══ SUPPLIED PASSAGE ══

European Debts, The Greek Tragedy & The U.S. Markets

Why the crisis has Wall Street stressed
May 17, 2010

It would be wonderful if the U.S. financial markets could “decouple” themselves from what is going on in Greece, Portugal and Spain. Unfortunately, the debt situation in these countries is like a ripple in a pond. The question is, how strong will the ripple ultimately be and will its full force reach our markets?

The problem. Greece, Spain, Portugal, Italy and Ireland (affectionately referred to as the PIIGS) are all carrying enormous debts. On May 1, the New York Times put up a chart breaking this down: Greece owes $236 billion, which believe it or not is the smallest debt among these five countries. Portugal’s debt stands at $286 billion – and it owes roughly a third of that to Spain. Spain carries around $1.1 trillion in debt, and its economy is in horrible shape (20% unemployment). According to the Bank for International Settlements, it owes $220 billion to France and $238 billion to Germany. Ireland has $867 billion in debt, with about 40% of that owed to the U.K. and Germany. Italy owes $1.4 trillion, including $511 billion to France (almost 20% of France’s GDP).1

After the euro was launched, Greece had access to a whole bunch of cheap debt - and the country used it nonchalantly. In the years since the establishment of the euro, Greece’s debt-to-GDP ratio has remained repeatedly above 100%.2

Europe’s biggest banks are heavily exposed to these debts, and so are some of ours: names like Citigroup, Bank of America, Goldman Sachs, JPMorgan Chase and Morgan Stanley. In fact, these five banks have $2.5 trillion of cross-border exposure in the crisis, with Citigroup the most exposed. So U.S. taxpayers have potential risk to these banks, the euro, and the European and world economy.3

The offer on the table. Finance ministers from the 27-nation European Union hammered out a deal in Brussels early Monday, May 10, under which the EU Commission and the International Monetary Fund will make available some 750 billion euros ($955 billion) in lending support to some of the 16 eurozone countries like Spain and Portugal to keep those nations from suffering the same fiscal fate as Greece. Greece has the chance to accept a $146.5 billion bailout from the International Monetary Fund and the European Union in exchange for austerity measures (less government spending and a lower standard of living). This would help Greece avoid default – that is, having to renegotiate its debt and possibly assume more. (As a sovereign nation, Greece cannot go bankrupt.) Many economists think Greece will go into a deep recession (or depression) which could last most of the decade.2,4

Note: 20% to 40% of the International Monetary Fund is funded by the U.S. and consequently U.S. taxpayers.

The whole Greek economic tragedy had made for lurid headlines, one of those rare global business stories that gets the attention of average investors. You know that a country is bordering on dysfunction when its AIR FORCE goes on strike.

The potential ripple. It looks like the bailout will be accepted by Greece and its EU partners. This means some confidence will return and other Eurozone nations with big debts will be slightly less threatened. However, Greece still has a risk of default.

═══
══ SUPPLIED MATERIAL ══

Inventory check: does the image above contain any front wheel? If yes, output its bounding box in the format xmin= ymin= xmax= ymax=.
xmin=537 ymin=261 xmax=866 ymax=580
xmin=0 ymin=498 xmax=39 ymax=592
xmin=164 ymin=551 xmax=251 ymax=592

═══

TASKS TO PERFORM »
[1] In the article on European debts, copy the stretch from "It would be" through "reach our markets?" word for word.
[2] According to the article on European debts, what nickname is used for Greece, Spain, Portugal, Italy and Ireland together?
[3] Decide whether each statement agrees with the article on European debts. Answer yes or no, and quote the words from the article that settle it.
(a) Greece's debt is the smallest among the five countries listed.
(b) The European Union finance ministers reached their deal in Paris.
(c) Of the five U.S. banks named, JPMorgan Chase is the most exposed.

TASK-BY-TASK OUTPUTS »
[1]
It would be wonderful if the U.S. financial markets could “decouple” themselves from what is going on in Greece, Portugal and Spain. Unfortunately, the debt situation in these countries is like a ripple in a pond. The question is, how strong will the ripple ultimately be and will its full force reach our markets?

[2] The PIIGS.

[3]
(a) Yes: "Greece owes $236 billion, which believe it or not is the smallest debt among these five countries."
(b) No: "hammered out a deal in Brussels early Monday, May 10"
(c) No: "with Citigroup the most exposed"